**Description of the task**
Render every entry below as a Markdown table with the columns "Row" and "Text," giving each line its own numbered row. Skip blank lines and leave the pictures out.
★ ★ ★ ★ ★
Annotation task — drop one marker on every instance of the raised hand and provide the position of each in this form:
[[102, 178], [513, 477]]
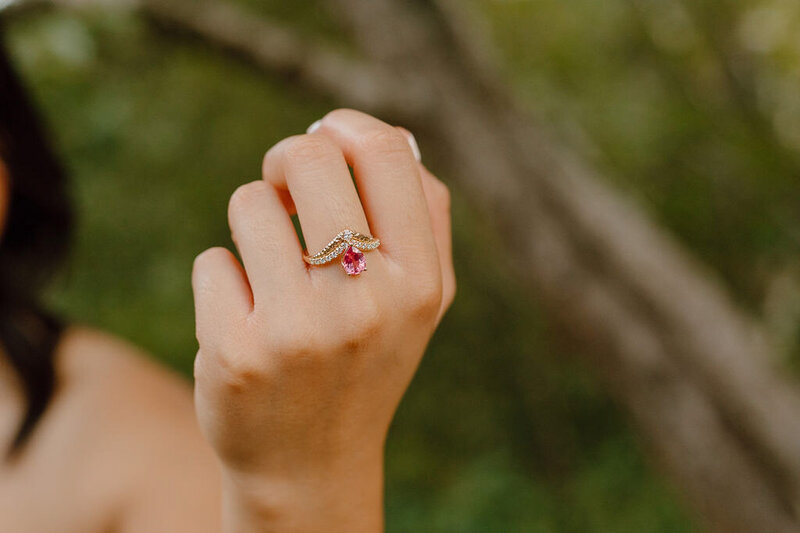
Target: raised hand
[[301, 367]]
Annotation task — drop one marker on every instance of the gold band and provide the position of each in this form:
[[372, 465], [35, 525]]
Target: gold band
[[339, 244]]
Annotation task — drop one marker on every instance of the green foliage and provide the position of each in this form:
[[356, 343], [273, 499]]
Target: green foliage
[[503, 430]]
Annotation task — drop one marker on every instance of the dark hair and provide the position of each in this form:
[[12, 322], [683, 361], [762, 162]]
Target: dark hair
[[32, 246]]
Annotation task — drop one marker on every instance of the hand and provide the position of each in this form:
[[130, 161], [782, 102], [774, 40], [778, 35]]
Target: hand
[[300, 369]]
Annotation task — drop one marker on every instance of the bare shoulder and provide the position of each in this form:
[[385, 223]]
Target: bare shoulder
[[135, 421]]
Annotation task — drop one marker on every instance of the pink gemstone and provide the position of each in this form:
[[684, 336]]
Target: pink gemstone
[[353, 261]]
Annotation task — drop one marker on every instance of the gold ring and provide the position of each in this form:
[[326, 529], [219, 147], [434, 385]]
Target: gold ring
[[353, 244]]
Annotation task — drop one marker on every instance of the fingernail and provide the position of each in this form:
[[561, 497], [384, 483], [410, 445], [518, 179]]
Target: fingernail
[[314, 127], [412, 142]]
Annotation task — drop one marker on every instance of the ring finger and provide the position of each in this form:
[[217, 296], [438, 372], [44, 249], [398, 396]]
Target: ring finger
[[314, 172]]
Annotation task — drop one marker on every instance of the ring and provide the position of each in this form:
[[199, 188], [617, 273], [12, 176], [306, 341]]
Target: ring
[[353, 244]]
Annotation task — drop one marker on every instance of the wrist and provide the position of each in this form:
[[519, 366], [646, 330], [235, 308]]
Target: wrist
[[347, 497]]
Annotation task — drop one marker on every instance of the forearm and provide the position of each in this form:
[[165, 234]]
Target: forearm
[[349, 500]]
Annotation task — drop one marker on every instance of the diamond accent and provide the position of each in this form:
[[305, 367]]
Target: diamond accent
[[349, 242]]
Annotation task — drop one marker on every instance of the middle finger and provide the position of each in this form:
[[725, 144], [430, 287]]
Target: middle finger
[[314, 172]]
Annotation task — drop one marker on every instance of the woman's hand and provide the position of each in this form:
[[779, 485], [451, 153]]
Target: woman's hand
[[300, 369]]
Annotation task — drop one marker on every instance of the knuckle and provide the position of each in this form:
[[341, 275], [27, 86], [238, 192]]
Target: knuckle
[[339, 115], [246, 198], [386, 140], [303, 148], [237, 372]]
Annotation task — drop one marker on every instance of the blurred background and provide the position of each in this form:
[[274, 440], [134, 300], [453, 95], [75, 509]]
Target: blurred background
[[691, 109]]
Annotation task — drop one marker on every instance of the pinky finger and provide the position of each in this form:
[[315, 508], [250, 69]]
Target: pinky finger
[[222, 295]]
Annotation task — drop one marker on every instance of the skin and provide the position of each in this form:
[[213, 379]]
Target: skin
[[298, 374]]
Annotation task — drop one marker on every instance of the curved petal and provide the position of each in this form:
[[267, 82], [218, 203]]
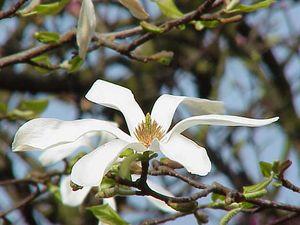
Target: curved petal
[[43, 133], [119, 98], [166, 105], [57, 153], [86, 27], [156, 202], [218, 120], [112, 203], [90, 169], [70, 197], [192, 156]]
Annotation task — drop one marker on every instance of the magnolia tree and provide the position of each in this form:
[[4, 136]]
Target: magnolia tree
[[64, 160]]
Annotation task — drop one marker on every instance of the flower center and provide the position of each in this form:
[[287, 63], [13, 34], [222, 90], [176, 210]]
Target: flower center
[[148, 130]]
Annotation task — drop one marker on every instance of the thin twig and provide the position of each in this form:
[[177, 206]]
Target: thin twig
[[12, 10]]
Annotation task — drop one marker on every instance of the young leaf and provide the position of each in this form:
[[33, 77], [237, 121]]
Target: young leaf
[[135, 8], [225, 220], [256, 194], [169, 9], [3, 109], [126, 152], [258, 187], [29, 8], [107, 215], [47, 37], [183, 206], [86, 27], [199, 25], [44, 59], [47, 9], [265, 168], [151, 27], [250, 8], [216, 197], [72, 65], [163, 57], [124, 169], [107, 183]]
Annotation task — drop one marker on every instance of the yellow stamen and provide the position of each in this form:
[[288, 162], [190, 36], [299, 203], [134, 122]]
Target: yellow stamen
[[148, 130]]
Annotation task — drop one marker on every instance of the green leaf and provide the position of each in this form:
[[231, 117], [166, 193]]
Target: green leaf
[[183, 206], [256, 194], [246, 205], [151, 27], [107, 215], [216, 197], [277, 184], [266, 168], [72, 65], [124, 169], [46, 37], [250, 8], [225, 220], [163, 57], [47, 9], [169, 9], [3, 108], [201, 24], [107, 183], [259, 186], [44, 59], [55, 191], [126, 152]]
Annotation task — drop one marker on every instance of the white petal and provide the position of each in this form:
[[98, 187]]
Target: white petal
[[86, 27], [159, 189], [43, 133], [70, 197], [57, 153], [218, 120], [136, 8], [111, 202], [119, 98], [183, 150], [166, 105], [90, 169]]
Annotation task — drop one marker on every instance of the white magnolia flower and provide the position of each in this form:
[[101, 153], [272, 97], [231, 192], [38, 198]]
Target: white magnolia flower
[[86, 27], [76, 198], [86, 142], [146, 132]]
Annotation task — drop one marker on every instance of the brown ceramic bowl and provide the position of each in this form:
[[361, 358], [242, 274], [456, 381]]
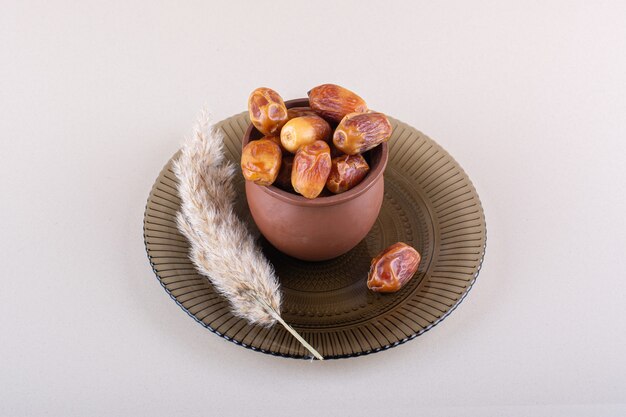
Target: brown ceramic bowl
[[322, 228]]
★ ★ ★ ★ ★
**Completed exercise**
| Row | Text |
|---|---|
| 1 | Annotation task — drop one marker on every instance of the raised hand and provide the position of each in this form: |
| 2 | [[102, 178], [513, 477]] |
| 3 | Target: raised hand |
| 4 | [[301, 367]] |
| 5 | Annotation task — drop one marker on every instance of the gold band and provide the position of each in this form: |
| 6 | [[372, 465], [35, 525]] |
| 7 | Target: gold band |
| 8 | [[339, 244]] |
| 9 | Annotation task — drop one marker on every instance of the green foliage and provide the position of each in this form: |
| 10 | [[356, 343], [273, 499]] |
| 11 | Target: green foliage |
| 12 | [[503, 430]] |
| 13 | Annotation task — drop one marker on every instance of the dark hair and provide the position of each in this form: |
| 14 | [[12, 322], [683, 361], [762, 162]] |
| 15 | Target: dark hair |
| 16 | [[32, 246]] |
| 17 | Annotation task — drop one marker on every instance of the hand and provide the position of each in this form: |
| 18 | [[130, 161], [782, 102], [774, 40], [778, 35]] |
| 19 | Target: hand |
| 20 | [[300, 369]] |
| 21 | Annotation task — drop one marker on every instance of the bare shoulder and provide the position of each in this form: |
| 22 | [[385, 223]] |
| 23 | Target: bare shoulder |
| 24 | [[135, 421]] |
| 25 | Annotation task — drop one marker on every instance of the pink gemstone and provide the position of each in this form: |
| 26 | [[684, 336]] |
| 27 | Target: pink gemstone |
| 28 | [[353, 261]] |
| 29 | Annotation task — drop one marker on every instance of the gold ring and provide the position of each in this form: |
| 30 | [[326, 529], [219, 147], [434, 385]] |
| 31 | Target: gold ring |
| 32 | [[353, 244]] |
| 33 | Annotation task — drop one marker on every instance of the fingernail and provide the position of each in this form: |
| 34 | [[561, 497], [384, 483], [410, 445], [518, 179]] |
| 35 | Target: fingernail |
| 36 | [[314, 127], [412, 142]] |
| 37 | Annotation task — drop one marker on every instance of the ring finger and provide the position of each in this form: |
| 38 | [[217, 296], [438, 372], [44, 249], [398, 396]] |
| 39 | Target: ring finger |
| 40 | [[314, 172]] |
| 41 | Annotation task — drop one marker on every instance of the ring and provide the position of each in this form: |
| 42 | [[199, 188], [617, 273], [12, 176], [306, 341]] |
| 43 | Target: ring |
| 44 | [[353, 244]] |
| 45 | Annotation task — drop one marker on every instance of the wrist and provide the position of each in this form: |
| 46 | [[519, 366], [646, 330], [235, 308]] |
| 47 | Target: wrist |
| 48 | [[347, 497]] |
| 49 | Annotation task — drop one marker on every instance of the forearm and provide the position of each in this form: |
| 50 | [[165, 234]] |
| 51 | Target: forearm |
| 52 | [[349, 500]] |
| 53 | Annotation task — drop one marker on every instance of the diamond accent and provide the position of each in this form: |
| 54 | [[305, 367]] |
| 55 | Target: diamond accent |
| 56 | [[349, 242]] |
| 57 | Annotation task — drop one marker on every instance of the middle finger and provide the position of each in this form: |
| 58 | [[725, 144], [430, 287]] |
| 59 | Target: middle finger |
| 60 | [[314, 172]] |
| 61 | Annotation task — drop one marker on every instance of the woman's hand and provide the position of each in this form: |
| 62 | [[779, 485], [451, 153]] |
| 63 | Target: woman's hand |
| 64 | [[300, 369]] |
| 65 | Annotation task — drop one marker on every instance of the knuckle and provide the position of each in this form: |
| 66 | [[341, 275], [27, 86], [238, 192]] |
| 67 | Target: knuckle |
| 68 | [[339, 115], [246, 198], [386, 140], [303, 148], [237, 372]] |
| 69 | Annotation task — drop one marker on every instance of the blurred background and provide the position of each in this form: |
| 70 | [[274, 440], [134, 300], [453, 95], [75, 509]] |
| 71 | Target: blurred background |
| 72 | [[691, 109]] |
| 73 | Annotation task — drop one marker on every instance of the pinky finger and provide the position of each in this form: |
| 74 | [[315, 508], [250, 69]] |
| 75 | Target: pinky finger |
| 76 | [[222, 295]] |
| 77 | Annotation task — drop one marker on every instance of the skin and provide the position of each in this form: |
| 78 | [[213, 379]] |
| 79 | Target: skin |
| 80 | [[298, 374]] |
| 81 | Annotation task — drop one marker on every instance of the curved petal and provide the position of each in this form: |
| 82 | [[267, 82], [218, 203]] |
| 83 | Target: curved petal |
| 84 | [[43, 133], [119, 98], [166, 105], [57, 153], [86, 27], [156, 202], [218, 120], [112, 203], [90, 169], [70, 197], [192, 156]] |
| 85 | Annotation task — drop one marker on every instance of the magnolia tree and provide the position of each in this form: |
| 86 | [[4, 136]] |
| 87 | Target: magnolia tree |
| 88 | [[64, 160]] |
| 89 | Annotation task — drop one marker on every instance of the flower center and provide the position of each in this form: |
| 90 | [[287, 63], [13, 34], [222, 90], [176, 210]] |
| 91 | Target: flower center |
| 92 | [[148, 130]] |
| 93 | Annotation task — drop one marker on every instance of the thin twig and provide the position of each in this form: |
| 94 | [[177, 206]] |
| 95 | Target: thin twig |
| 96 | [[12, 10]] |
| 97 | Annotation task — drop one marker on every instance of the young leaf and provide the position of each in this form: |
| 98 | [[33, 77], [237, 121]] |
| 99 | Target: young leaf |
| 100 | [[135, 8], [225, 220], [256, 194], [169, 9], [3, 109], [126, 152], [258, 187], [29, 8], [107, 215], [47, 37], [183, 206], [86, 27], [199, 25], [44, 59], [47, 9], [265, 168], [151, 27], [250, 8], [216, 197], [72, 65], [163, 57], [124, 169], [107, 183]] |
| 101 | Annotation task — drop one marker on every instance of the yellow stamen and provide the position of each in this form: |
| 102 | [[288, 162], [190, 36], [299, 203], [134, 122]] |
| 103 | Target: yellow stamen |
| 104 | [[148, 130]] |
| 105 | Annotation task — drop one marker on every instance of the green leaf and provide the position of each in this form: |
| 106 | [[231, 117], [166, 193]] |
| 107 | Target: green leaf |
| 108 | [[183, 206], [256, 194], [246, 205], [151, 27], [107, 215], [216, 197], [277, 184], [266, 168], [72, 65], [124, 169], [46, 37], [250, 8], [225, 220], [163, 57], [47, 9], [169, 9], [3, 108], [201, 24], [107, 183], [259, 186], [44, 59], [55, 191], [126, 152]] |
| 109 | Annotation task — drop one marker on every instance of the white petal and provide the position of each in this form: |
| 110 | [[98, 187]] |
| 111 | Target: white petal |
| 112 | [[86, 27], [159, 189], [43, 133], [70, 197], [57, 153], [218, 120], [136, 8], [111, 202], [119, 98], [183, 150], [166, 105], [90, 169]] |
| 113 | Annotation task — drop one marker on every instance of the white magnolia flower and provide the position of each in this form: |
| 114 | [[101, 153], [272, 97], [231, 192], [38, 198]] |
| 115 | Target: white magnolia flower |
| 116 | [[86, 27], [76, 198], [86, 142], [146, 132]] |
| 117 | Annotation task — drop one marker on every instance of the brown ceramic bowl and provide the position of each in this form: |
| 118 | [[361, 358], [242, 274], [456, 381]] |
| 119 | Target: brown ceramic bowl |
| 120 | [[322, 228]] |